EXTRACT →

>>>

Based on Alice Oseman's graphic novel, this series is wholesome and heartwarming; it handles its LGBTQ+ theme with great sensitivity as it follows a bunch a 15-year-old school kids. Charlie is gay and has a crush on Nick Nelson, the school rugby star, who appears to be straight. As they start hanging out, Nick is confused about his feelings. "Am I gay," he googles. There's Elle who has transitioned, and lesbian couple Darcy and Tara. Some scenes will cause that slight flutter in your heart, like when Charlie kisses Nick in pouring rain. But the most poignant moment is when Nick comes out to his mum: "Thank you for telling me that...I'm sorry if I ever made you feel like you couldn't tell me that," she says.—Nipa Charagi
Nagraj Manjule's rousing film comes to streaming. We wrote in our review: "Sports isn’t life in Jhund, it’s a lifeline. Time and again, the film reminds us: these are the stakes, this is what it means to be playing. On the one hand, there’s the same hard life, but with some self-respect and acclaim; on the other is disappointment, incarceration, even death. Most Hindi sports films dedicate themselves to the glory of the school, the nation, the struggle of the talented underdog. Jhund is about barriers erected by caste and the lengths those without privilege must go to surmount them. That it tells a tough story with colour and humour and style more than justifies the hopes placed on Nagraj Manjule’s Hindi debut."

<<<

RECORDED DATA →
>>>

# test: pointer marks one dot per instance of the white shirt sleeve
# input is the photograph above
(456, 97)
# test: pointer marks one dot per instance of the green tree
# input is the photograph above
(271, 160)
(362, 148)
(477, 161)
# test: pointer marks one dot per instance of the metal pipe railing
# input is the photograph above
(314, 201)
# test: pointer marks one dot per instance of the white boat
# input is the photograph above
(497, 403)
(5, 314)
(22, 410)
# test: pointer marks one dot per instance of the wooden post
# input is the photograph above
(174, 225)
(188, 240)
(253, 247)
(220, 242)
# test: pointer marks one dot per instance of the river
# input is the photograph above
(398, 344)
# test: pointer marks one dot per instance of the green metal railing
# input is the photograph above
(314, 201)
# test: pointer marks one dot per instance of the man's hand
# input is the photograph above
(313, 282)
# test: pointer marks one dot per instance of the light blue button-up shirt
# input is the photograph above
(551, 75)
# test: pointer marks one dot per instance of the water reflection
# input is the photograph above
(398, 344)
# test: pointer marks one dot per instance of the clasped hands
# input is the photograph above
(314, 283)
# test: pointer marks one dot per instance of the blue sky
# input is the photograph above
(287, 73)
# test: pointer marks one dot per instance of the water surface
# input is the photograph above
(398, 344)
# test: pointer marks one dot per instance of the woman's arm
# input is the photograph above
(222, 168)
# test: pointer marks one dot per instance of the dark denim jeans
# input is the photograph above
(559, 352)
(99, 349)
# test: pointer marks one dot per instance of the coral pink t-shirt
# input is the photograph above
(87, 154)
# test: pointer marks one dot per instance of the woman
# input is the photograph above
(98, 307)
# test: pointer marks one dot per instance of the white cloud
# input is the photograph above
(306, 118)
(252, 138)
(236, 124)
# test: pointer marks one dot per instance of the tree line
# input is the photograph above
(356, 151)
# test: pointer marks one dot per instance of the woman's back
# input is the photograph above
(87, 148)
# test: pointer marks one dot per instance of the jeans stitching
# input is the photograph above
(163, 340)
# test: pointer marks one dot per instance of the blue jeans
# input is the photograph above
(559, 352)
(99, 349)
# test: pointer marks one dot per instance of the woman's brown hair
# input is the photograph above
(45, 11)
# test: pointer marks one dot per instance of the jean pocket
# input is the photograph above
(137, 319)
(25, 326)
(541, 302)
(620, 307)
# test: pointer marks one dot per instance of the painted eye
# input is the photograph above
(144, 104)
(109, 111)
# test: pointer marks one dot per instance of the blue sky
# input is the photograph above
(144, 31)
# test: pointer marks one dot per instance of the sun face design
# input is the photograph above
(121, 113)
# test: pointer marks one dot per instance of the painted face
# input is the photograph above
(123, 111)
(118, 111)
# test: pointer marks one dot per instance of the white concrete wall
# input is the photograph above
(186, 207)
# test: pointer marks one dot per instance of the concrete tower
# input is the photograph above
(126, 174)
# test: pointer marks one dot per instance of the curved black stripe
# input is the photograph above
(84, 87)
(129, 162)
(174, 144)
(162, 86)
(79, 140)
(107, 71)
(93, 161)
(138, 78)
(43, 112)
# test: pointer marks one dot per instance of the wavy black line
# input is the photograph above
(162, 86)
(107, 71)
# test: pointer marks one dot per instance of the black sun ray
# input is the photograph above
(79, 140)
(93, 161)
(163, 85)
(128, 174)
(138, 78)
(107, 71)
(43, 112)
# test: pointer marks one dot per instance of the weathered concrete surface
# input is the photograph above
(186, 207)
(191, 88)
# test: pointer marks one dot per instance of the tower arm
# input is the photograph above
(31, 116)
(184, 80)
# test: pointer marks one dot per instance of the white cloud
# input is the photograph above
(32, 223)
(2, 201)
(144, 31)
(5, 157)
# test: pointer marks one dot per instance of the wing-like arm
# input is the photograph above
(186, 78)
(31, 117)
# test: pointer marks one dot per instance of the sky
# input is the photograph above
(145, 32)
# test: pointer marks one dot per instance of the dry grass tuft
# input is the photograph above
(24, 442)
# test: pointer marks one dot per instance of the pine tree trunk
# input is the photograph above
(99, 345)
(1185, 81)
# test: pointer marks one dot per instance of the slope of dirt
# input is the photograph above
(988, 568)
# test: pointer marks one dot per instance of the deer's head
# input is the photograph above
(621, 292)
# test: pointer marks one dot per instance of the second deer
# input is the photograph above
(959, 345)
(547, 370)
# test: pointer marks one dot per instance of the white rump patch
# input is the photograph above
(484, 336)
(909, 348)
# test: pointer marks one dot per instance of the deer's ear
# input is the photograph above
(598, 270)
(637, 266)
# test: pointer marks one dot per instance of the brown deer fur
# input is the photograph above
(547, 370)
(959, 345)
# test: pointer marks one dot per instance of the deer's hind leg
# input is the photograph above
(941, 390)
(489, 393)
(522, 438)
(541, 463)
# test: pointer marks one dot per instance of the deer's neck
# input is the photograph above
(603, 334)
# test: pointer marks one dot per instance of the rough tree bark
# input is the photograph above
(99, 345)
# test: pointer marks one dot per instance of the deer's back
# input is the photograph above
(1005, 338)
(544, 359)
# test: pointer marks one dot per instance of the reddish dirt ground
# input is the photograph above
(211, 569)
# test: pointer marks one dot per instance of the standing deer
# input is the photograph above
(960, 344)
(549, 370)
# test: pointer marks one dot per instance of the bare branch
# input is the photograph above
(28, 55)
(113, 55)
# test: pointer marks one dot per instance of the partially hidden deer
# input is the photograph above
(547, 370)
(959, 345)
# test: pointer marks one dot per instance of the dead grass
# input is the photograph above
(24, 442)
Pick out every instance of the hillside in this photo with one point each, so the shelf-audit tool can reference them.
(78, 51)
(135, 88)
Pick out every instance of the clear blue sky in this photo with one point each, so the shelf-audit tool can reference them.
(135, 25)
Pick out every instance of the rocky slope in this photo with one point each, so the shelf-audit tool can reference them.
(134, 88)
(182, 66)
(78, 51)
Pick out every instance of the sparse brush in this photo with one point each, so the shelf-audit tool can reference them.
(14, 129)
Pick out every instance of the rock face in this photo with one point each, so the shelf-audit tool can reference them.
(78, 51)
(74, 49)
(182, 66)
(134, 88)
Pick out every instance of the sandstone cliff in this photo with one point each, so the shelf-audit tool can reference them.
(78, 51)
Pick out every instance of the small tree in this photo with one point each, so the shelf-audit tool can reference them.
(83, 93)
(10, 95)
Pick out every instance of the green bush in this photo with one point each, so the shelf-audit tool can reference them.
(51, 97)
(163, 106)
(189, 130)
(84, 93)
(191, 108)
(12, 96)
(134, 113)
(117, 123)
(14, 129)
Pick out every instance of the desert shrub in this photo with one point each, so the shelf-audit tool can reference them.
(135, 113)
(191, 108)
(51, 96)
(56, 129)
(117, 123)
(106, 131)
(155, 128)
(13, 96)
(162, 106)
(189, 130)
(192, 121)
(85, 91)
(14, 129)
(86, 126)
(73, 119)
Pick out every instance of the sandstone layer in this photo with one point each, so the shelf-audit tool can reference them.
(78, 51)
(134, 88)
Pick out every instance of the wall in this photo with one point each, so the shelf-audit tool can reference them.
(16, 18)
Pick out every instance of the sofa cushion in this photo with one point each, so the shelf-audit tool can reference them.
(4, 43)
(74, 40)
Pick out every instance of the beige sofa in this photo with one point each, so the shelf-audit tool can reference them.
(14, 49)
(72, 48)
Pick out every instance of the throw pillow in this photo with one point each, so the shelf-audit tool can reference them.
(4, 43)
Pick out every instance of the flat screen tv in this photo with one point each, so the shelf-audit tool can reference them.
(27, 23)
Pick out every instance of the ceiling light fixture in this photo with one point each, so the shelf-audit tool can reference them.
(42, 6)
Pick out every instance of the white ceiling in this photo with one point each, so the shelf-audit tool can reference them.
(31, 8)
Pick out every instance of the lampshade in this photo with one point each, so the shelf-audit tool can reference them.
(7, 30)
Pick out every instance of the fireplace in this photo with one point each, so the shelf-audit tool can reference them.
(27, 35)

<<<

EXERCISE DETAILS → In the reviews, whom does Charlie have a crush on?

THE RESPONSE → Nick Nelson, the school rugby star.